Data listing
________

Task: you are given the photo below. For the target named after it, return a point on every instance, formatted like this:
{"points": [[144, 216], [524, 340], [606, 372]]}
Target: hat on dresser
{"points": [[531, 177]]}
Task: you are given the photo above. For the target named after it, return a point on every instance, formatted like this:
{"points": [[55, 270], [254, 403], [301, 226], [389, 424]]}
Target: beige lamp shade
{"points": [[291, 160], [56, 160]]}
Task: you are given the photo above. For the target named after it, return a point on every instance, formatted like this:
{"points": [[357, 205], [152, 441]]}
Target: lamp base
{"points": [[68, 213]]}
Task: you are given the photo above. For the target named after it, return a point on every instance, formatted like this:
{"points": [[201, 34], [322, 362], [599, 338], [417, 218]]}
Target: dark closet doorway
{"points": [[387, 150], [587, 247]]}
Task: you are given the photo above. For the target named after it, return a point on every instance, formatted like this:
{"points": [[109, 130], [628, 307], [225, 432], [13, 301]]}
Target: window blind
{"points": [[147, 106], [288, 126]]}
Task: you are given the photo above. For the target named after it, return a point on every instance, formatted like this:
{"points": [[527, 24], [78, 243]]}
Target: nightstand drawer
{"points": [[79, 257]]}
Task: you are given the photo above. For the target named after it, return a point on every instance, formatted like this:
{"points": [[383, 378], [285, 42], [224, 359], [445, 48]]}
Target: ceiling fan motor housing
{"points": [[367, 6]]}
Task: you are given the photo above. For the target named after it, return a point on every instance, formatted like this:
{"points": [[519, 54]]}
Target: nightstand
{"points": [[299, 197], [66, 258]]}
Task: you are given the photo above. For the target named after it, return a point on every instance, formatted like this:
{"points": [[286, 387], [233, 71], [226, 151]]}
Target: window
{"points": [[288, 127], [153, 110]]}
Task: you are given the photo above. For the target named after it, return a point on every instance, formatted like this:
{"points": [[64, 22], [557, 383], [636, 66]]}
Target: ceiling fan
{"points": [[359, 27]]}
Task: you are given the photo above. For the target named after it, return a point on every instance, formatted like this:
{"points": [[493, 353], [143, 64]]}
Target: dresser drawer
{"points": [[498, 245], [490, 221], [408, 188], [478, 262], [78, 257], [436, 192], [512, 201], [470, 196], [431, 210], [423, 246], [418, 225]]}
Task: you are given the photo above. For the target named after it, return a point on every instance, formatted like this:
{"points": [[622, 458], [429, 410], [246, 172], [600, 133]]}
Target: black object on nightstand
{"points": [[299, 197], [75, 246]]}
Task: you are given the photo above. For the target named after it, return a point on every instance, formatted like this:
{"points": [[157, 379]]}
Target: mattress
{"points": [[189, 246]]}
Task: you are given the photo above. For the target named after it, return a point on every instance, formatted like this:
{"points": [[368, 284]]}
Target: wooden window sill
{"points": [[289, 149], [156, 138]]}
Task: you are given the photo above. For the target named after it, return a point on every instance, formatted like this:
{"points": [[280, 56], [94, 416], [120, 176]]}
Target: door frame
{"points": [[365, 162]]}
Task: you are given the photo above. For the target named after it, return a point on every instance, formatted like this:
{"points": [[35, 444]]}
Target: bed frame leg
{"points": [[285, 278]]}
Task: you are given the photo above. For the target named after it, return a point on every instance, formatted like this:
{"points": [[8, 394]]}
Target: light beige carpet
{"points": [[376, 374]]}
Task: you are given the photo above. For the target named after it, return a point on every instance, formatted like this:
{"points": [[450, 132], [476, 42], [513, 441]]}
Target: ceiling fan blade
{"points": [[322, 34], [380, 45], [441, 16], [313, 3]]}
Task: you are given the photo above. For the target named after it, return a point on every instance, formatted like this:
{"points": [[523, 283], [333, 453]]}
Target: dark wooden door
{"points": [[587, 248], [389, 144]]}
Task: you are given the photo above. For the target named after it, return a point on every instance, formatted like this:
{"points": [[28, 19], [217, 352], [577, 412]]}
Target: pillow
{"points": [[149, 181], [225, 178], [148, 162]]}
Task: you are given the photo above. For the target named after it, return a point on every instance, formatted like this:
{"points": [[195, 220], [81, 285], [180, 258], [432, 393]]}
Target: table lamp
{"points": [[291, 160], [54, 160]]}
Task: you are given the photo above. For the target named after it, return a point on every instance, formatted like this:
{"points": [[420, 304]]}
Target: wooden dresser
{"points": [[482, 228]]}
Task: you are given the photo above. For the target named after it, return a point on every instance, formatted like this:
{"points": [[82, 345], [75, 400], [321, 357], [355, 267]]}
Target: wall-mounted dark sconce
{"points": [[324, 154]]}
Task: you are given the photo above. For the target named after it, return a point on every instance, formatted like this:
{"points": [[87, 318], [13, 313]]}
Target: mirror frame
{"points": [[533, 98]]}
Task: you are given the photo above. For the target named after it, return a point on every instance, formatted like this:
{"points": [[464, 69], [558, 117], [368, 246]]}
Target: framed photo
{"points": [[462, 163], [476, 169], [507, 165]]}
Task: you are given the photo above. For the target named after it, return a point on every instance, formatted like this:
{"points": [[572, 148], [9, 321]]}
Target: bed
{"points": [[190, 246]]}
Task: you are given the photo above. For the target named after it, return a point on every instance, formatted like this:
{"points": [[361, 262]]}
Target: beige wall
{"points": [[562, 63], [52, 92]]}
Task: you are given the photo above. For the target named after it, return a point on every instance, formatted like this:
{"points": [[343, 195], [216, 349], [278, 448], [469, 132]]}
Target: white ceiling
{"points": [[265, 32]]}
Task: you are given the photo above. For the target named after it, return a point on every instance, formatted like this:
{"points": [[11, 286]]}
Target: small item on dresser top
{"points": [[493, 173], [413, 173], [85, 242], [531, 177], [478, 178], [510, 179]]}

________

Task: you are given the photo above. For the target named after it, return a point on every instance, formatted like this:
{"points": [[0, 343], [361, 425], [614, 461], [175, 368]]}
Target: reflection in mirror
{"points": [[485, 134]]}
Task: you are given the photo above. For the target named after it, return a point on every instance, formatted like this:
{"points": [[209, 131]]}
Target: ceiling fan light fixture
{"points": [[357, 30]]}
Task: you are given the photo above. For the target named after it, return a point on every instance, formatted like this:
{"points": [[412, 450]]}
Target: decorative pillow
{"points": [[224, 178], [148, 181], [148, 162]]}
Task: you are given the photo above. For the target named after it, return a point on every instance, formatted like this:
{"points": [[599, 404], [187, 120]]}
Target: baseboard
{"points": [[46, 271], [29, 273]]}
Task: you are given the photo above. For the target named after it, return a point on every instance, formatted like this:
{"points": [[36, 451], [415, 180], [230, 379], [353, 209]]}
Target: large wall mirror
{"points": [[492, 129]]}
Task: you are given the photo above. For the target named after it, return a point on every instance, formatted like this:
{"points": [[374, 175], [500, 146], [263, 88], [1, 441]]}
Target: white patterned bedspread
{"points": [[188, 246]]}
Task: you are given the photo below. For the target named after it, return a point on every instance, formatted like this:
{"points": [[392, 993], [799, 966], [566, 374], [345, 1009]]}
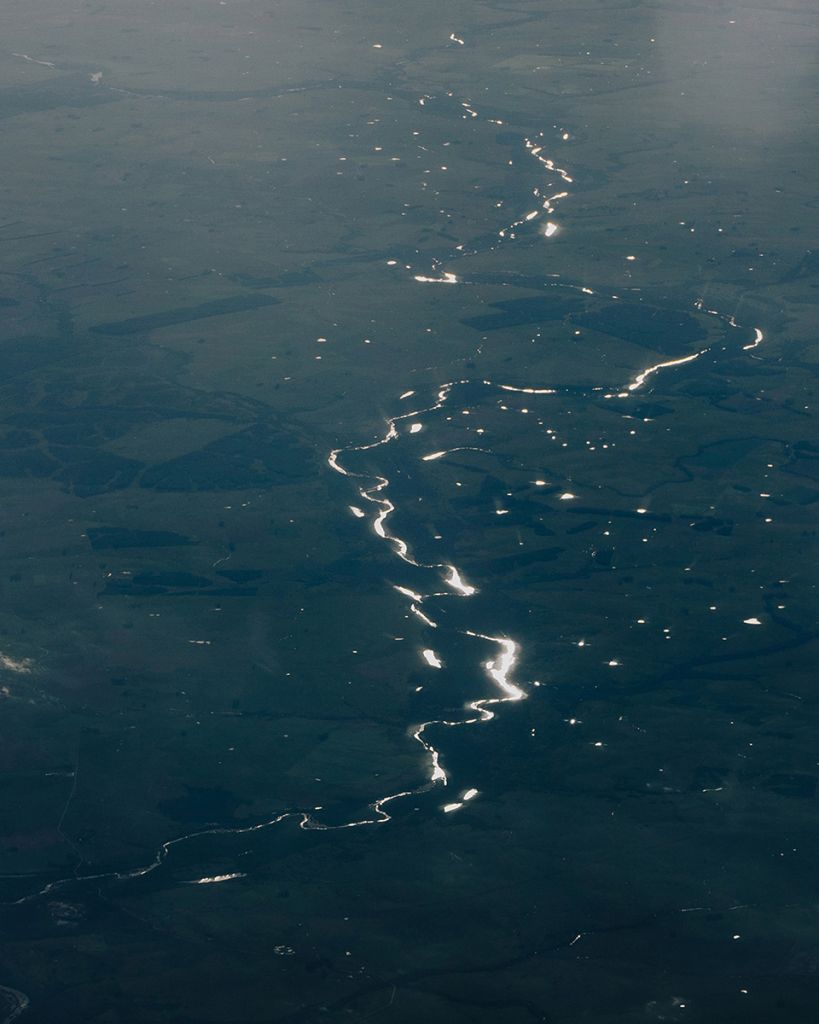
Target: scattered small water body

________

→ **WHAT THE TASK REQUIRES**
Extract every line of the rows above that contains the string "ceiling", keeping their original order.

→ **EXERCISE SOLUTION**
Target: ceiling fan motor housing
Target: ceiling fan
Target: ceiling fan blade
Target: white ceiling
Target: ceiling fan light fixture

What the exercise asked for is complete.